• Exercise objective: Begin at the line that contains "of the apartment" and repeat every line from there to the end of the records below, inclusive, without adding any other line.

• Input data:
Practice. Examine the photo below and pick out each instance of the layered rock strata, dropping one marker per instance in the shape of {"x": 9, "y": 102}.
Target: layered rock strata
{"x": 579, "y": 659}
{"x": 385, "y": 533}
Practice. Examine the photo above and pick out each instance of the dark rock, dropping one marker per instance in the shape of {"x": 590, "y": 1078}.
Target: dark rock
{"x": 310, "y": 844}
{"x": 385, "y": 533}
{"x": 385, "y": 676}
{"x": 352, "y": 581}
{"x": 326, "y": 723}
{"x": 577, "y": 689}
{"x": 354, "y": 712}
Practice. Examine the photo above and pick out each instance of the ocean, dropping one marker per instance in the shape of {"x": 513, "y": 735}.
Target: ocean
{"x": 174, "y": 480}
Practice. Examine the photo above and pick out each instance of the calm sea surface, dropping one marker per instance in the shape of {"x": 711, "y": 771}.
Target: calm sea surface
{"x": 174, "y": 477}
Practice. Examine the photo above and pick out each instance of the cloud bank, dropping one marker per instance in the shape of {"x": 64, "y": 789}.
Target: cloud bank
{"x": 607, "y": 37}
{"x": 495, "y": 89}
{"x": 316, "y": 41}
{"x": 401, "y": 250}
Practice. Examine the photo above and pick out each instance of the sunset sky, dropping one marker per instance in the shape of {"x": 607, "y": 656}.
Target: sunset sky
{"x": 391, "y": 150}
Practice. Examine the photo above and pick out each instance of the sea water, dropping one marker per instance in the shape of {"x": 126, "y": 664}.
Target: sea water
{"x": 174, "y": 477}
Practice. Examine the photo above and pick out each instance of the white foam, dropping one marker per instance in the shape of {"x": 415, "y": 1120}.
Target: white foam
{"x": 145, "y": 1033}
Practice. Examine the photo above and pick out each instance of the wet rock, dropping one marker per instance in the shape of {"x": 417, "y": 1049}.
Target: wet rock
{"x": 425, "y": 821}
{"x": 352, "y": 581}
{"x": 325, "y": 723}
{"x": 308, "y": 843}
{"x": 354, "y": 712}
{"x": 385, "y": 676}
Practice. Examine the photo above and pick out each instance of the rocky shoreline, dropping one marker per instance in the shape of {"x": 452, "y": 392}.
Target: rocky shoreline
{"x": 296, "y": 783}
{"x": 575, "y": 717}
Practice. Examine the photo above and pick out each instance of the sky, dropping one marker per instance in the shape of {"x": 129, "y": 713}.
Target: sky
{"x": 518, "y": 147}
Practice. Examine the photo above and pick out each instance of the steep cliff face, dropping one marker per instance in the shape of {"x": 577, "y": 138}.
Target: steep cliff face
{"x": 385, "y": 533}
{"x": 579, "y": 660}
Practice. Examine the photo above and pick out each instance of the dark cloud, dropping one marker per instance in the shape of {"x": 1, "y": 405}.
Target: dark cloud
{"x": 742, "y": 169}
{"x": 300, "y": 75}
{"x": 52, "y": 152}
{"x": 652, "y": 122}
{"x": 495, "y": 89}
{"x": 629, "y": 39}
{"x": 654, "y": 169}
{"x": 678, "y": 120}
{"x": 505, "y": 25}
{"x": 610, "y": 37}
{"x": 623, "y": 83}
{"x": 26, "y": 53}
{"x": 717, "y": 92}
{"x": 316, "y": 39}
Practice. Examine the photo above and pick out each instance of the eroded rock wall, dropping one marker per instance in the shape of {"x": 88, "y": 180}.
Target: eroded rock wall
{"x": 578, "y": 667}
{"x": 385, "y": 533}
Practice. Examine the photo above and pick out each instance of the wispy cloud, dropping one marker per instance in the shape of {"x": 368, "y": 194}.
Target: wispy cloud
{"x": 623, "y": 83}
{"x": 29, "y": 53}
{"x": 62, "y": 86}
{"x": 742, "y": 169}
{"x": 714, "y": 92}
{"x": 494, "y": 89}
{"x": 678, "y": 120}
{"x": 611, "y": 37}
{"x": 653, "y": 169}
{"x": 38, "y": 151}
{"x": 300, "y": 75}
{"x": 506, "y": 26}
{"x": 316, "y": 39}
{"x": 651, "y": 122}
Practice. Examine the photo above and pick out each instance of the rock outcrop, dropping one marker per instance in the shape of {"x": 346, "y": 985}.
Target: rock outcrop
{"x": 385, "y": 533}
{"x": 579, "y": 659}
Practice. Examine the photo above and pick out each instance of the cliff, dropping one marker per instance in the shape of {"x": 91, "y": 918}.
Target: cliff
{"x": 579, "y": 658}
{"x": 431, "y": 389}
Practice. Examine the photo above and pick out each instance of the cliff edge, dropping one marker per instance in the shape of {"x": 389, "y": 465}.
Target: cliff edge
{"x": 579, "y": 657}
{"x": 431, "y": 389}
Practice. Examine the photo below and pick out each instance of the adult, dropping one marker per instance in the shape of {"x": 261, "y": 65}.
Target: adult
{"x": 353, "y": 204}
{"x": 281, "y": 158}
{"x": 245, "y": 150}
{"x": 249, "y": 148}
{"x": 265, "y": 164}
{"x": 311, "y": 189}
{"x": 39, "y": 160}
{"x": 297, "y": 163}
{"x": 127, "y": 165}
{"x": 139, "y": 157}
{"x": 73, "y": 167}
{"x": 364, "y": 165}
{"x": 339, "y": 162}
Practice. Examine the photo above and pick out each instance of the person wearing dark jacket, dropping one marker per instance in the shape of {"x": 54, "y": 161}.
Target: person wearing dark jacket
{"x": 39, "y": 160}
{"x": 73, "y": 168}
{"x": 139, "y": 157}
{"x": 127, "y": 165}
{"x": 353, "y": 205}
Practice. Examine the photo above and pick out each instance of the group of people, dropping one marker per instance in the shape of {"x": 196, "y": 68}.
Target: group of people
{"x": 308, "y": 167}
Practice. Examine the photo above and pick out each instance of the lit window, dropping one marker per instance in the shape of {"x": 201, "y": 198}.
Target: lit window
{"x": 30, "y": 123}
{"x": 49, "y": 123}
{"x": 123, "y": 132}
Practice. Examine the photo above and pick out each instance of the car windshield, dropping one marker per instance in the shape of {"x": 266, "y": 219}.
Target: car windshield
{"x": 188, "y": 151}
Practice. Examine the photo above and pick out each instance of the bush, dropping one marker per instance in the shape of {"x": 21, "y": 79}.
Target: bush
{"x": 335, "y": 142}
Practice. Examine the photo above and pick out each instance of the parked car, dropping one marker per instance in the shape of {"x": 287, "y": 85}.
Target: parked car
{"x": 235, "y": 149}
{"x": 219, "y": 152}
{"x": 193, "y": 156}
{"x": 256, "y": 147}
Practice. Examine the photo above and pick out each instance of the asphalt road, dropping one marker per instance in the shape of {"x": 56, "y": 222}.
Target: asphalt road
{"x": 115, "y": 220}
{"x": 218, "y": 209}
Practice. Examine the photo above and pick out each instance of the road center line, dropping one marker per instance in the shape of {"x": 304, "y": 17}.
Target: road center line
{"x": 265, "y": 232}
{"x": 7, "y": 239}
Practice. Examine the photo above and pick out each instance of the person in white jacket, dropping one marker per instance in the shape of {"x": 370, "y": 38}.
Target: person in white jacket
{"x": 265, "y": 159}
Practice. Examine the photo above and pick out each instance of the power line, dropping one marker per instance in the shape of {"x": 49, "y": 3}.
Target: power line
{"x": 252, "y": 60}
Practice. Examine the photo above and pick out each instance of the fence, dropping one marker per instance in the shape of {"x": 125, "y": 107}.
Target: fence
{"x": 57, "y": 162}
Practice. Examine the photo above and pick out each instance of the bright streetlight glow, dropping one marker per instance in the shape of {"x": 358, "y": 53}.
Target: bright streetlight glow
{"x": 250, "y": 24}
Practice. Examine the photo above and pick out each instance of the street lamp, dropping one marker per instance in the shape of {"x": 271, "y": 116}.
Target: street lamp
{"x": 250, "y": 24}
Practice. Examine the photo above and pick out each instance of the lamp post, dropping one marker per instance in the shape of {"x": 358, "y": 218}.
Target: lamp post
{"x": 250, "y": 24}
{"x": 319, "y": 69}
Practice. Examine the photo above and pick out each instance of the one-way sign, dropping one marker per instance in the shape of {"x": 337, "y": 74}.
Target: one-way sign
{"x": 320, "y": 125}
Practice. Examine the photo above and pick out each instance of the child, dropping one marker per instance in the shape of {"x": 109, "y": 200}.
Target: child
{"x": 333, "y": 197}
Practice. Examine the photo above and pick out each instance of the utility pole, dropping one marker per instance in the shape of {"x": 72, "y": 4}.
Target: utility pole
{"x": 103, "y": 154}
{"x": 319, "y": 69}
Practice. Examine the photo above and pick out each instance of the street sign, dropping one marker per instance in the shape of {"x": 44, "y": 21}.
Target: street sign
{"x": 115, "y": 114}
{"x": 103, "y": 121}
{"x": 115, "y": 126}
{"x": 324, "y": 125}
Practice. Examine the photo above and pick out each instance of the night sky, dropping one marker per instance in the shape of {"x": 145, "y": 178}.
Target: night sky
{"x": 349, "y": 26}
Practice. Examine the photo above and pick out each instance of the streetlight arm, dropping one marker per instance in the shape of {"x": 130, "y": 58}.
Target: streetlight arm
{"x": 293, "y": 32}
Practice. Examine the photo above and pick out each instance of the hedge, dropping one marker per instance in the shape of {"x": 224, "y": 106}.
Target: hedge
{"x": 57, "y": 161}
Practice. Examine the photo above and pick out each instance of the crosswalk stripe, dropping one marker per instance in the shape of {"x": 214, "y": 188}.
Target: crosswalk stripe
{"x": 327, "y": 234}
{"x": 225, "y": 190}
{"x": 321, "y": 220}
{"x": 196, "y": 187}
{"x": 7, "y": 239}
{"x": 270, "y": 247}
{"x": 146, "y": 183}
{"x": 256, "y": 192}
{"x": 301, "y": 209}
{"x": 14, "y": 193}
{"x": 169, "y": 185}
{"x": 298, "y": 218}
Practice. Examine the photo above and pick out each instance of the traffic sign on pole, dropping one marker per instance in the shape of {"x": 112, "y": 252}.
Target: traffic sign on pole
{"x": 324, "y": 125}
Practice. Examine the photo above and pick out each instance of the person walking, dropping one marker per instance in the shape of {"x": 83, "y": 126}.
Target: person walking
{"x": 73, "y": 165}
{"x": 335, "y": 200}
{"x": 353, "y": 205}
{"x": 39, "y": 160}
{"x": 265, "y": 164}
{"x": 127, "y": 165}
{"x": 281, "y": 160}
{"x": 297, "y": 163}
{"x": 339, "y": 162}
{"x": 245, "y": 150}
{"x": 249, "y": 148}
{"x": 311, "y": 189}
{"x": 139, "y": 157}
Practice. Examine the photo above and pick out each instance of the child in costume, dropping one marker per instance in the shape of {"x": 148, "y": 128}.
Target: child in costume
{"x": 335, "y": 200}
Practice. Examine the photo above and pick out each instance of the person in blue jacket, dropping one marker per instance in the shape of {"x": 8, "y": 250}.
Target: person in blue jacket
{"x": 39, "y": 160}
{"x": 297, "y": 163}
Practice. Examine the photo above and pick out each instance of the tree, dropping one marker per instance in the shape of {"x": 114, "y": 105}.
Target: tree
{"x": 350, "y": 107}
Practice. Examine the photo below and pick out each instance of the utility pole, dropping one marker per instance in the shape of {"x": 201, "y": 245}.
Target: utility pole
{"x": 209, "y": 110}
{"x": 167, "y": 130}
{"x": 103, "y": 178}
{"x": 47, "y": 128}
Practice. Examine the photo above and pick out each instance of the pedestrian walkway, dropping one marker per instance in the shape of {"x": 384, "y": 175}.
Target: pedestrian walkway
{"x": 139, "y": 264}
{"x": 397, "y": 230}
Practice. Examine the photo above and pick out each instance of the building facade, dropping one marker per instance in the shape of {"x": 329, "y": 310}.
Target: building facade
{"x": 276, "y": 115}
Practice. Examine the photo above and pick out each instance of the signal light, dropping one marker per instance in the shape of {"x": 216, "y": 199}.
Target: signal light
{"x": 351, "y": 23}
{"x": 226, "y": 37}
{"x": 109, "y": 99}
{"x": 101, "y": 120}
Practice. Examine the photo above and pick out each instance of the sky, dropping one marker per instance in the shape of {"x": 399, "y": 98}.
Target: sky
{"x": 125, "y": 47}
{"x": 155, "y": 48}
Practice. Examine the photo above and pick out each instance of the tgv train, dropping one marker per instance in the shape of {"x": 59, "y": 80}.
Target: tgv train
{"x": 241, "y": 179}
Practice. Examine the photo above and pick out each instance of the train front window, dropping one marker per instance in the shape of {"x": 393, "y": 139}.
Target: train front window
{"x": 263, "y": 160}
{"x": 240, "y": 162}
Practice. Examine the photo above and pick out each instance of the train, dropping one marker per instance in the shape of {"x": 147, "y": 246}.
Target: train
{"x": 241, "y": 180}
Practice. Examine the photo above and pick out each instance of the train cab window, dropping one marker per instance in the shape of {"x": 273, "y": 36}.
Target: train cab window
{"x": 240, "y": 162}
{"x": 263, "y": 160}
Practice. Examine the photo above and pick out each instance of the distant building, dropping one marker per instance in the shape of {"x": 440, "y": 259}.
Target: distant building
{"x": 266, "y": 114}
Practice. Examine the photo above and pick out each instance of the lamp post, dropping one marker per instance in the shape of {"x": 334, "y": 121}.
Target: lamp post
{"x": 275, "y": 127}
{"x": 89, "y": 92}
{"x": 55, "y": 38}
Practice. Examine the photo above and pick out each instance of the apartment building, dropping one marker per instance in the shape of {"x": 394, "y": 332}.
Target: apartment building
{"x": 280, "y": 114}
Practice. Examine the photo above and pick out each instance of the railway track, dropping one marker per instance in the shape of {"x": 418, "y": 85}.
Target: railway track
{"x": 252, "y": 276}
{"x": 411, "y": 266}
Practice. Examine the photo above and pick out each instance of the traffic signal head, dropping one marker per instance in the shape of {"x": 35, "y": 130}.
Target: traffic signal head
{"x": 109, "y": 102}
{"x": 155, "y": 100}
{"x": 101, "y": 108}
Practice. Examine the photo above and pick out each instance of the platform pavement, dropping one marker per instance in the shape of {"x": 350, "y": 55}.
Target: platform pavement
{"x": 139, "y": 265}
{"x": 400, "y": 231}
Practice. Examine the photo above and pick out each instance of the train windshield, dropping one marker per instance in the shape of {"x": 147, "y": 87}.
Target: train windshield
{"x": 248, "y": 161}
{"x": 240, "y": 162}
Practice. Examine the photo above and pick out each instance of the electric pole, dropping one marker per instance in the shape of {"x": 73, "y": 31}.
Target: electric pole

• Exercise response:
Practice. Examine the photo above and pick out each instance of the apartment building, dropping one marker per instance in the shape of {"x": 394, "y": 332}.
Target: apartment building
{"x": 280, "y": 114}
Practice. Examine the photo above and pick out each instance of the railway track, dropping one marker per instance in the shape of {"x": 418, "y": 85}.
Target: railway track
{"x": 252, "y": 276}
{"x": 411, "y": 266}
Practice. Examine the photo above and pick out each instance of the traffic signal head, dropping one marker per instance in the shape of {"x": 35, "y": 130}.
Target: traffic signal head
{"x": 109, "y": 102}
{"x": 155, "y": 100}
{"x": 101, "y": 108}
Practice. Examine the photo above and pick out each instance of the platform pavement, dropping one marker per instance in the shape of {"x": 350, "y": 55}.
Target: platform pavement
{"x": 139, "y": 265}
{"x": 400, "y": 231}
Practice. Examine the photo above and pick out each instance of the train windshield, dropping one marker per instance in the shape of {"x": 147, "y": 87}.
Target: train windshield
{"x": 248, "y": 161}
{"x": 240, "y": 162}
Practice. Examine the photo above and pick out each instance of the electric pole, dropping one marker per instance in the shape of {"x": 73, "y": 31}.
Target: electric pole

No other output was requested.